§ ZADANIE: Wskaż w poniższym listingu każdy wiersz zawierający słowo „navy” i przepisz go w całości. Wielkość liter ma znaczenie.

§ DOSTARCZONY LISTING:
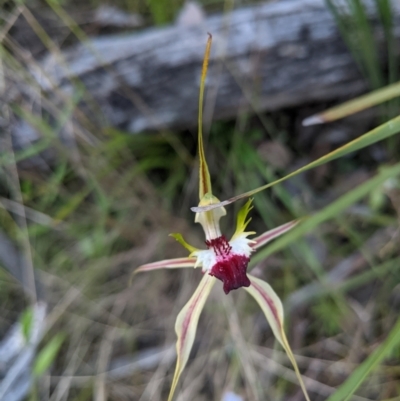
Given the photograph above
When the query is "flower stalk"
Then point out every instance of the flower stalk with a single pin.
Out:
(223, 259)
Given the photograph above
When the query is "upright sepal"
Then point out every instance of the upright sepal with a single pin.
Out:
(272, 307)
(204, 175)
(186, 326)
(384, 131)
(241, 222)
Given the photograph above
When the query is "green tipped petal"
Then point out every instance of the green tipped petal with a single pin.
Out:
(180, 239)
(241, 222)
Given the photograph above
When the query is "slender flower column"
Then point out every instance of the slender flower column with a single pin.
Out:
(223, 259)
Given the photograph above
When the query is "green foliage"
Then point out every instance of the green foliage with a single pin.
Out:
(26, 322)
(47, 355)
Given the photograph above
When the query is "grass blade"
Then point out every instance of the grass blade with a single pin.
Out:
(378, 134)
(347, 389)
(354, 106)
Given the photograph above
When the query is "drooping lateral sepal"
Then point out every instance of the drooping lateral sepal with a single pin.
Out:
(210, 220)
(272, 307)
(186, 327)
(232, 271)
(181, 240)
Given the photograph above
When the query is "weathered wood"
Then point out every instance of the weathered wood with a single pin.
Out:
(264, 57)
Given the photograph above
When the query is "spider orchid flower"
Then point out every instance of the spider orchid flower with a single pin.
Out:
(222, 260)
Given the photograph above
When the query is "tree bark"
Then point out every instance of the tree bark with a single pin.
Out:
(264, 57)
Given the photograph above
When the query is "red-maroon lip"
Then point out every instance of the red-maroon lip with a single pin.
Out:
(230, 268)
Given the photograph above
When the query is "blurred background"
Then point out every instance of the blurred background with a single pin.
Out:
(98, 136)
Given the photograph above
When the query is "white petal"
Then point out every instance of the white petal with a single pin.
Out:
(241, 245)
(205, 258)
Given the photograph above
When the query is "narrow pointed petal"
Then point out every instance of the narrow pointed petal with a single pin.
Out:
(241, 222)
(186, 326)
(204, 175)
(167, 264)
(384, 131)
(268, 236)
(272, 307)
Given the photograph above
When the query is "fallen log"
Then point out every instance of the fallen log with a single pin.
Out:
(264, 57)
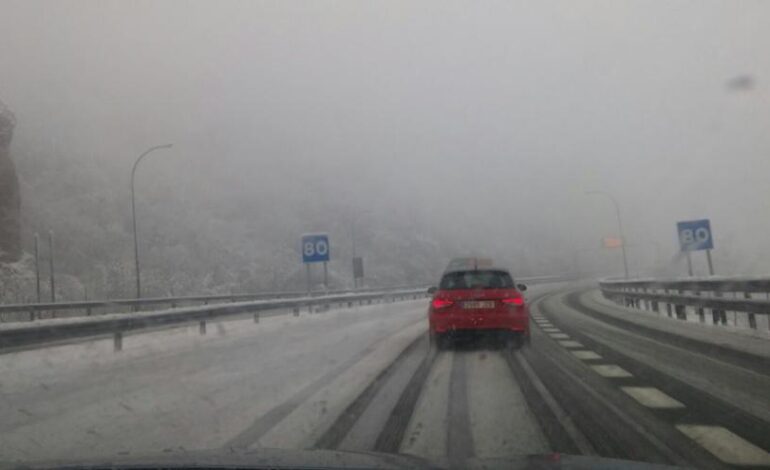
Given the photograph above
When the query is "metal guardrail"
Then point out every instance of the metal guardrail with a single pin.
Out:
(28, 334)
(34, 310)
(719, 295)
...
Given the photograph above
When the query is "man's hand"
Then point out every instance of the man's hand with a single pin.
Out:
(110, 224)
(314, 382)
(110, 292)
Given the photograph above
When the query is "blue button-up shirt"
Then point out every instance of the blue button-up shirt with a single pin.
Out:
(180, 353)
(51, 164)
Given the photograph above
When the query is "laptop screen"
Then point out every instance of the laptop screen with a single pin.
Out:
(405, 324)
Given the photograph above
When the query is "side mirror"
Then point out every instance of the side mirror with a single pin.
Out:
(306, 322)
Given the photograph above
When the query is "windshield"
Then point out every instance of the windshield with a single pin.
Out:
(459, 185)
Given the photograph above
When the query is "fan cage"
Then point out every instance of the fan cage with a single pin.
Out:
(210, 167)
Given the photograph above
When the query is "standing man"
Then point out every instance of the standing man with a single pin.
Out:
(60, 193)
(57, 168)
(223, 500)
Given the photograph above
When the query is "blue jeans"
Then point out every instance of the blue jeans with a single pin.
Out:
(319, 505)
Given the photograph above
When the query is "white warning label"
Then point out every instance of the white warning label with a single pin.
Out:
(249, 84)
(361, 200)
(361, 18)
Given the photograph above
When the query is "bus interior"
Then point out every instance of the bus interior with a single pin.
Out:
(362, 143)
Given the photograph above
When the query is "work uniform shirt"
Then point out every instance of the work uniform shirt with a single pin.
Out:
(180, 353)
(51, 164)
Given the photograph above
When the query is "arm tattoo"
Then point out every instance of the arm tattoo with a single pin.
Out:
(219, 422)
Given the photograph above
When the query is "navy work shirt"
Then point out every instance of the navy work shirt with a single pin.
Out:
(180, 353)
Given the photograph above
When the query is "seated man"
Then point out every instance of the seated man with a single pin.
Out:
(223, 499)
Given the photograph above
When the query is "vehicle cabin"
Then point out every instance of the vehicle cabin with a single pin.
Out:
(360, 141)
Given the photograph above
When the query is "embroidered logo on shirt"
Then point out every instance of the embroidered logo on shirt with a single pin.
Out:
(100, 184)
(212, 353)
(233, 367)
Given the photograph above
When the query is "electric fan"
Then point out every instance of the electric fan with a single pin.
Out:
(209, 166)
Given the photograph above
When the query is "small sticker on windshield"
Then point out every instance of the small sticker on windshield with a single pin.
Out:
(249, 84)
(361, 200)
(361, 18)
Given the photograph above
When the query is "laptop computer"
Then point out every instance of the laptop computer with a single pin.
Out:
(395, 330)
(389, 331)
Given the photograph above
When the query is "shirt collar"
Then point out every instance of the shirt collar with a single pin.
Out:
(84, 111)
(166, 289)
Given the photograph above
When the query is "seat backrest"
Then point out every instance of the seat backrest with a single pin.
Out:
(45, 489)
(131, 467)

§ ODPOWIEDŹ PISEMNA:
When the query is "navy work shirt"
Then point out every instance of the navy work shirt with a single pin.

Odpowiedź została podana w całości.